#### STORED ROWS:

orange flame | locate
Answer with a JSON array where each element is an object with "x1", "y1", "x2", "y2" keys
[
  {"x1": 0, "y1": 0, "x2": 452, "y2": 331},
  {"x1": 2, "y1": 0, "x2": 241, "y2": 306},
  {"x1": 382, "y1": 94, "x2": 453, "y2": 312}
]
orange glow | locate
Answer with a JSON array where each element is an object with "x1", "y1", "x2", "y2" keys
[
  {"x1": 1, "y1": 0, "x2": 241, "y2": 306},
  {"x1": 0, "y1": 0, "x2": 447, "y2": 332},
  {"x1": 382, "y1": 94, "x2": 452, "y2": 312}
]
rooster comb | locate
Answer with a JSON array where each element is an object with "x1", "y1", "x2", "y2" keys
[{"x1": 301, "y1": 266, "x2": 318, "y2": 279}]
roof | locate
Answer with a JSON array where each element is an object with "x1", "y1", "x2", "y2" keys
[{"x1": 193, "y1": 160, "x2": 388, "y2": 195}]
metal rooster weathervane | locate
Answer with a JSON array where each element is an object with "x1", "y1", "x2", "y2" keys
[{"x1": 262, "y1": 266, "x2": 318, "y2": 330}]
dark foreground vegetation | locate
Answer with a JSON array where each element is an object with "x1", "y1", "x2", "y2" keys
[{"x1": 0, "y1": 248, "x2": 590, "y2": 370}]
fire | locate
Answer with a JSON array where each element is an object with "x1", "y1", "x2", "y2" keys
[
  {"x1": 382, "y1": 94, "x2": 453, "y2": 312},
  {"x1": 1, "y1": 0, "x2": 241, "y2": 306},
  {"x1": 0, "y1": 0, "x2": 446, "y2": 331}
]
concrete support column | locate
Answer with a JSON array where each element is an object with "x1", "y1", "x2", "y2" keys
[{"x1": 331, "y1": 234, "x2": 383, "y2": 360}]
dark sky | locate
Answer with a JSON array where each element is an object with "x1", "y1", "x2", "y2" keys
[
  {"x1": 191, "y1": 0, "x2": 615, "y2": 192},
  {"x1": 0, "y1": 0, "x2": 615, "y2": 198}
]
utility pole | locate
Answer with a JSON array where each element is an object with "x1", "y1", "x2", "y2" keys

#### PROBLEM TO SOLVE:
Rewrite the records above, changing every "dark" to "black" and leaving everything else as it is.

#### CORRECT ANSWER:
orange flame | locate
Answer with a JSON array where each element is an object with "x1", "y1", "x2", "y2" keys
[
  {"x1": 0, "y1": 0, "x2": 452, "y2": 331},
  {"x1": 2, "y1": 0, "x2": 241, "y2": 306},
  {"x1": 382, "y1": 94, "x2": 453, "y2": 312}
]
orange glow | locate
Answer with a JSON array where each element is an object with "x1", "y1", "x2", "y2" keys
[
  {"x1": 1, "y1": 0, "x2": 241, "y2": 306},
  {"x1": 0, "y1": 0, "x2": 447, "y2": 332},
  {"x1": 382, "y1": 94, "x2": 452, "y2": 312}
]
rooster comb | locate
Answer with a JSON array where each element is an object with "x1", "y1", "x2", "y2" keys
[{"x1": 301, "y1": 266, "x2": 318, "y2": 279}]
roof | locate
Answer with a JSON array where each element is an object with "x1", "y1", "x2", "y2" keys
[{"x1": 193, "y1": 160, "x2": 388, "y2": 195}]
metal rooster weathervane | locate
Answer with a JSON array where each element is an object with "x1", "y1", "x2", "y2" keys
[{"x1": 262, "y1": 266, "x2": 318, "y2": 330}]
black foreground vegetation | locate
Answer with a JSON array where each element is an object with "x1", "y1", "x2", "y2" keys
[{"x1": 0, "y1": 248, "x2": 590, "y2": 370}]
fire | locate
Answer with a JSON array where each element is an object with "x1", "y1", "x2", "y2" keys
[
  {"x1": 382, "y1": 94, "x2": 453, "y2": 312},
  {"x1": 1, "y1": 0, "x2": 241, "y2": 306},
  {"x1": 0, "y1": 0, "x2": 446, "y2": 331}
]
concrete support column | locate
Answer with a JSON array where each element is an object with "x1", "y1", "x2", "y2" keys
[{"x1": 331, "y1": 234, "x2": 383, "y2": 360}]
black sky | locate
Answer with a JSON array where each element is an object with "x1", "y1", "x2", "y2" keys
[
  {"x1": 191, "y1": 0, "x2": 615, "y2": 192},
  {"x1": 0, "y1": 0, "x2": 615, "y2": 198}
]
utility pole | locate
Answer with a JSON array where each element is an object with "x1", "y1", "x2", "y2" keys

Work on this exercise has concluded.